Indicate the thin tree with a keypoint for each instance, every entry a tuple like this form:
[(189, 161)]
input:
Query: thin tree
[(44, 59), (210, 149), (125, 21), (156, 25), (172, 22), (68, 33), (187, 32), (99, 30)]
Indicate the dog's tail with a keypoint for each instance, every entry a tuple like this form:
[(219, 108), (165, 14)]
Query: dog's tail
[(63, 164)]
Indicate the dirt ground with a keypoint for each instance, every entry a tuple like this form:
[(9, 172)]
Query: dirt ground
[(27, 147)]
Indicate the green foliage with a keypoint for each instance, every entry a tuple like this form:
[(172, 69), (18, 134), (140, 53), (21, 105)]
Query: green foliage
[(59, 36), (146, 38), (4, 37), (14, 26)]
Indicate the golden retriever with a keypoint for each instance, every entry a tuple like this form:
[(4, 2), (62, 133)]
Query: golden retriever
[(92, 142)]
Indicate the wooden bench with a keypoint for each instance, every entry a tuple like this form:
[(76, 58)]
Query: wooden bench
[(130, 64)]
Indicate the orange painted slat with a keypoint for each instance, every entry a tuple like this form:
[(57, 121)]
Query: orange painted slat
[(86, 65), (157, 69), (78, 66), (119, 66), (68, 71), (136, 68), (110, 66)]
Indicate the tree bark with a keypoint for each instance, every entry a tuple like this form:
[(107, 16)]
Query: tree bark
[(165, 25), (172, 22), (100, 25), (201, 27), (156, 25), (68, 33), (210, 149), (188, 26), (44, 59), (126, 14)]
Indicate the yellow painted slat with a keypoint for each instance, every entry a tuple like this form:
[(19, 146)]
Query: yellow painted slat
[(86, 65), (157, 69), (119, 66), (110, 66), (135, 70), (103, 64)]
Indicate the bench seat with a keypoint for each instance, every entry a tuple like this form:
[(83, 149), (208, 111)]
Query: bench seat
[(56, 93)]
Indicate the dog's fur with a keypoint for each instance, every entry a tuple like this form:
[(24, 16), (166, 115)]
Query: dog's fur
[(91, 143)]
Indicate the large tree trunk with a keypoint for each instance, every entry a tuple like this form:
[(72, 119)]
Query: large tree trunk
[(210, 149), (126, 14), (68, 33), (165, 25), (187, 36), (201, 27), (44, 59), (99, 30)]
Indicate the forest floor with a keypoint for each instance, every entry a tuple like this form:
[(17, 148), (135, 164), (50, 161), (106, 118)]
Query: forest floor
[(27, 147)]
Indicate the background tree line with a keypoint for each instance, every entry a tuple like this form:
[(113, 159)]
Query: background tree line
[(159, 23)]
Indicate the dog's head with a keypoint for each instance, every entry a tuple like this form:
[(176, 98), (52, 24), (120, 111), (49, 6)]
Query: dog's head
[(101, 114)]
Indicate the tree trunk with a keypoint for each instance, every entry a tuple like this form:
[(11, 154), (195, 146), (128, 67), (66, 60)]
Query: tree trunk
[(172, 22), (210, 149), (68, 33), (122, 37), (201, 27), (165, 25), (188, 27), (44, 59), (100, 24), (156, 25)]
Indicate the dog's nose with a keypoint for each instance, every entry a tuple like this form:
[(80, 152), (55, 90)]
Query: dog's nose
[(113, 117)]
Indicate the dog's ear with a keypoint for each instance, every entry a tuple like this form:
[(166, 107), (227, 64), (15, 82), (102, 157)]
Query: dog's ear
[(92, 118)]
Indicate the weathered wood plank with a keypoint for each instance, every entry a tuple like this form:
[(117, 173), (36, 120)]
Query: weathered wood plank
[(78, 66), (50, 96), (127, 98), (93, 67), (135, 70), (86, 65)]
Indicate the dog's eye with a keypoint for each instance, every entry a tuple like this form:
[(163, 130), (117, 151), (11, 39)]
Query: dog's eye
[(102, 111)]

### Exercise
The line containing "[(80, 152), (55, 90)]" and all lines after it, to the end of the records, are to be output exactly and alone.

### Your response
[(80, 152), (55, 90)]
Query: dog's nose
[(113, 117)]
Indicate the dog's ear with a keypoint for each instance, every entry a tuple like this form:
[(166, 107), (227, 64), (15, 82), (102, 157)]
Query: dog's ear
[(92, 118)]
Indicate the weathered wood plank with a keypoint for each instance, every entry a tuple like this form:
[(117, 173), (36, 120)]
Query: weathered wood plank
[(78, 66), (50, 96), (127, 98), (93, 67), (135, 70), (86, 65)]
Indicate the dog's eye with a keypoint for each instance, every entry a tuple like this form:
[(163, 130), (117, 151), (11, 39)]
Query: dog's eye
[(102, 111)]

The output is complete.